* Document
▶

Outsphere, tome 3 : Religions - Guy-Roger Duvert

Par Marie Kacher
Outsphere3, Guy-Roger Duvert

Religions

 Editeur : Autoédition

Nombre de pages : 342
Résumé : Lorsque Bowman s'était couché dans son caisson cryogénique, c'était dans l'espoir d'en être extirpé quelques mois plus tard, une fois un antidote trouvé au poison circulant dans ses veines. Ce n'était pas pour se réveiller en plein milieu d'un désert de sable, entouré de nomades hommes-lézards ! Le Terrien doit une nouvelle fois redécouvrir la planète Eden, qui sert désormais de nouveau berceau aux derniers représentants de l'espèce humaine. Dans ce nouveau contexte, retrouver ses compagnons d'infortune Nash Olsen et Vanessa Fulton promet d'être compliqué. Rester vivant encore plus.

 Un grand merci à Guy-Roger Duvert pour l’envoi de ce volume et à la plateforme SimPlement pour avoir rendu ce partenariat possible.

- Un petit extrait -

« Tout en fermant les yeux, le sniper se demanda combien de temps il faudrait aux savants pour leur trouver un antidote. Il espérait quelques mois, mais somme toute, compte tenu de la taille réduite des équipes scientifiques, cela pouvait aussi prendre des années. Bah, cela durerait ce qu’il faudrait. Il ferma les yeux, tandis que la capsule se refermait, et sombra rapidement dans l’inconscience. Le réveil ne fut pas aussi radieux. Son ouïe lui revint avant la vue. Il entendait du bruit, des fracas, des cris. Pendant plusieurs minutes, cela le berçait presque, jusqu’au moment où son conscient se rendit compte de la situation. Il n’avait aucune idée de ce qui se passait, mais un tel boucan signifiait sans hésitation un danger. »
- Mon avis sur le livre -

 Généralement, lorsqu’un nouveau tome d’une saga sort après quelques mois ou années d’attente, j’aime relire le ou les opus précédents, pour ne pas être totalement perdue au moment de me replonger (enfin) dans l’univers et l’histoire : j’estime qu’il n’y a pas pire façon de se gâcher le plaisir que de passer son temps à se demander « mince, mais c’est qui en fait, celui-là ? et il s’était passé quoi avant, déjà ? » pendant au moins tout le premier tiers du récit, le temps que les souvenirs plus ou moins lointains refassent enfin surface pour nous aider à reprendre pied … Mais parfois, l’envie de découvrir la suite est bien plus forte que celle de « préparer le terrain », et alors, la simple perspective d’attendre ne serait-ce que quelques jours de plus est tout simplement insoutenable … Autant vous dire que malgré tout l’amour que je porte aux deux premiers volumes de la saga Outsphere, mon impatience a très amplement eu le dernier mot : le cliffhanger de l’épilogue du deuxième opus était tel que je ne pouvais plus attendre un instant de plus avant d’en savoir plus ! Un peu plus, et j’arrêtais même ma lecture en cours pour m’y mettre sans tarder (mais la petite voix de la raison m’a tout de même poussée à terminer cette-dite lecture en cours, qui était également un service de presse, avant de rejoindre la surface d’Eden) : tant pis si j’étais paumée, tout ce que je souhaitais, c’était savoir ce qui était arrivé !

◀

* Matériel fourni

▶

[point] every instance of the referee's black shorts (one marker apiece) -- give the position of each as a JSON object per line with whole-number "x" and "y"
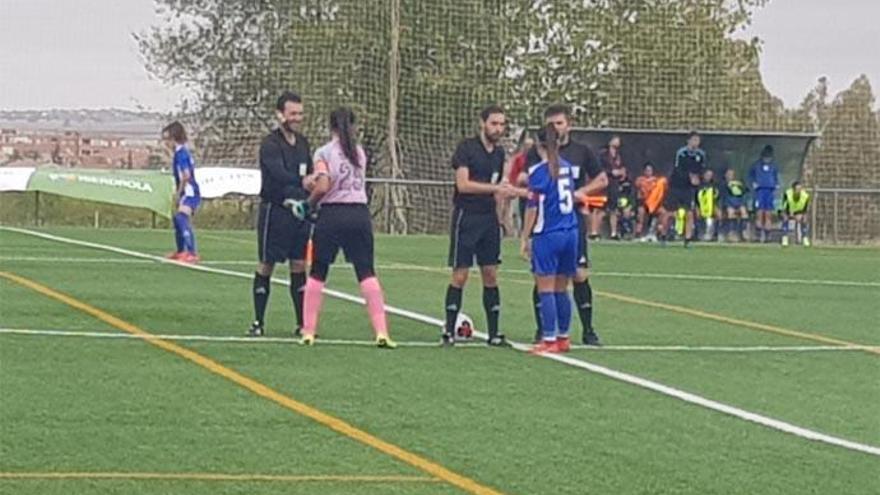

◀

* Consigne
Répondez aux questions suivantes à partir du document :
1. Combien de pages compte ce tome 3 d'Outsphere ?
2. D'après le résumé, dans quel lieu Bowman se réveille-t-il ?
3. Selon l'avis sur le livre, qu'est-ce qui, dans le deuxième opus, a rendu toute attente impossible ?
Veuillez vous appuyer exclusivement sur le document.

* Corrigé
1. Il compte 342 pages.
2. Il se réveille en plein milieu d'un désert de sable, entouré de nomades hommes-lézards.
3. C'est le cliffhanger de l'épilogue du deuxième opus.